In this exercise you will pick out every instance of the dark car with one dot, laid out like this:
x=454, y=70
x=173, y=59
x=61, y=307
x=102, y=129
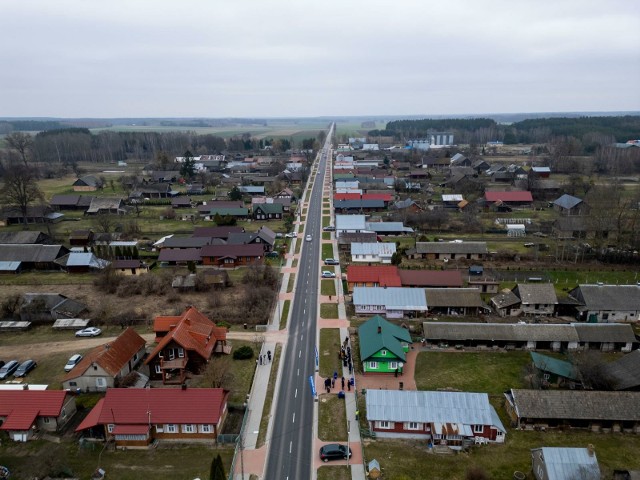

=== Exercise directions ===
Please repeat the whole listing above line for line, leaving out the picture.

=== Right answer ===
In this exercise you will pick out every instance of the dark car with one dot, laid out like this:
x=454, y=70
x=173, y=59
x=61, y=307
x=102, y=129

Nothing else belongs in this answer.